The problem: List every specific date or year mentioned in the excerpt on the bipartisan committee.

Excerpt to read:
★ ★ ★ ★
The Bipartisan Committee: Second installment
In addition to the immediate $900 billion debt ceiling increase and ten-year discretionary spending cap, the agreement authorizes President Obama to increase the debt limit once more before 2013. However, the president can only enact a second increase if one of two events occur: 1) Congress approves a balanced budget amendment, or 2) a bicameral, bipartisan Congressional committee approves a federal savings plan in an amount greater than the debt-ceiling increase.
The second installment is certainly thornier than the first, and it lends itself to different interpretations. It is likely that Congress will not approve a balanced budget amendment when they vote on it later this year. When it fails, a bipartisan, bicameral committee (the Joint Committee) will be tasked with creating a plan for federal savings by November 23, 2011, for a vote in Congress before December 23, 2011. According to the White House, in order to avoid the recent failures of deficit reduction committees, the Joint Committee’s recommendations will be given fast-track privileges in the House and Senate, and will be assured of an up or down vote in both chambers.
★ ★ ★ ★
Study material:
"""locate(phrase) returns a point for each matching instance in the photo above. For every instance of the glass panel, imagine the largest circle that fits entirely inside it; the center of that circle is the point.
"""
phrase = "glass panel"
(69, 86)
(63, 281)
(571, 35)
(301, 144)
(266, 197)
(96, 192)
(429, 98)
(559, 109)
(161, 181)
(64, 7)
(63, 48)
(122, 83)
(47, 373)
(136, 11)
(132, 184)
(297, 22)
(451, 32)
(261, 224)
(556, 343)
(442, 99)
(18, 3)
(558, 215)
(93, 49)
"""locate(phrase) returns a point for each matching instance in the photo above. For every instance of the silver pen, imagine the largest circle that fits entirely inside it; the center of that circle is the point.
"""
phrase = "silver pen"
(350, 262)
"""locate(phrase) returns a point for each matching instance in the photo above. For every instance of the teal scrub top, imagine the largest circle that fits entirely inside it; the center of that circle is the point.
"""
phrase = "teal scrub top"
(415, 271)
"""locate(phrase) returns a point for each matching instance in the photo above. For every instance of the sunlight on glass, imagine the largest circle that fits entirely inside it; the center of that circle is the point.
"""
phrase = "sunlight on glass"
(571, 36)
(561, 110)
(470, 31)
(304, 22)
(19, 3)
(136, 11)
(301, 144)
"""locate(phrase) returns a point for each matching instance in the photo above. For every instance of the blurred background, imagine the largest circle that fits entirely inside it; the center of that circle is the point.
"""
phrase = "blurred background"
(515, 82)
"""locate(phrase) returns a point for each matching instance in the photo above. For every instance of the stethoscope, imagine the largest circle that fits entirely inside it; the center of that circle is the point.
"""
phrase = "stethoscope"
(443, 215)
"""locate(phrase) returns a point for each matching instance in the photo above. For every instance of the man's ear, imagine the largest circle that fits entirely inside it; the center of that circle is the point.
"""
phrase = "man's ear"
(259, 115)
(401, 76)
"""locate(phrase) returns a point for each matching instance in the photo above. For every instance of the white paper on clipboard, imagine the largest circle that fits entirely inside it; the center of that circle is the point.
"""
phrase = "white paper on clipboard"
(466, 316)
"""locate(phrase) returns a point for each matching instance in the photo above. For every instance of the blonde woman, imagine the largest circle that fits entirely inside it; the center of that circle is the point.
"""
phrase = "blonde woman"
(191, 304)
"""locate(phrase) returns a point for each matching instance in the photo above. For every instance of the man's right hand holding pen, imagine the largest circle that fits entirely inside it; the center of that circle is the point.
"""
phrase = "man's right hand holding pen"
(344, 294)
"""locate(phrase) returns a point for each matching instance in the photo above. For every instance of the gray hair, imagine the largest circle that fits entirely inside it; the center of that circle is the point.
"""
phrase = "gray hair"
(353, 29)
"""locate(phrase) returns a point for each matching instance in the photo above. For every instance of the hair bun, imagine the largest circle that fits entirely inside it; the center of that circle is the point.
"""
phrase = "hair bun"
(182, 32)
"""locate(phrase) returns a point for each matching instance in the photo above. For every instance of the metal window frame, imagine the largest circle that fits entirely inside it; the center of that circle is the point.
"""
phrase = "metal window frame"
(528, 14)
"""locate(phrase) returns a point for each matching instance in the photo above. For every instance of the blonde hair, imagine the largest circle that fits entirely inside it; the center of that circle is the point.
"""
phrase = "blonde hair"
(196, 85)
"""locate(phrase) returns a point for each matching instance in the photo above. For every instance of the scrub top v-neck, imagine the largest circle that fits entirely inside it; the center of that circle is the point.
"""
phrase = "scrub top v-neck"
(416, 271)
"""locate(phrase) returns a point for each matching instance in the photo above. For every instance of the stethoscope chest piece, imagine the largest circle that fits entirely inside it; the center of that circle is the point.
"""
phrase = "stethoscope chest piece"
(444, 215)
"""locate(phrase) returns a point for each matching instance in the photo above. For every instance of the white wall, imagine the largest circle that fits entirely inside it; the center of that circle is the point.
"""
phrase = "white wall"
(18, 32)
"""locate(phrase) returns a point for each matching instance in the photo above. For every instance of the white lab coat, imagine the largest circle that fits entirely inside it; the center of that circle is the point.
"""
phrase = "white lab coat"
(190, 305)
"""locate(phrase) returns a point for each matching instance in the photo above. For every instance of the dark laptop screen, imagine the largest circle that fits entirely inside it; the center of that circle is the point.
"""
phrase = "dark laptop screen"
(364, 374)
★ ★ ★ ★
Solution to the problem:
- 2013
- November 23, 2011
- December 23, 2011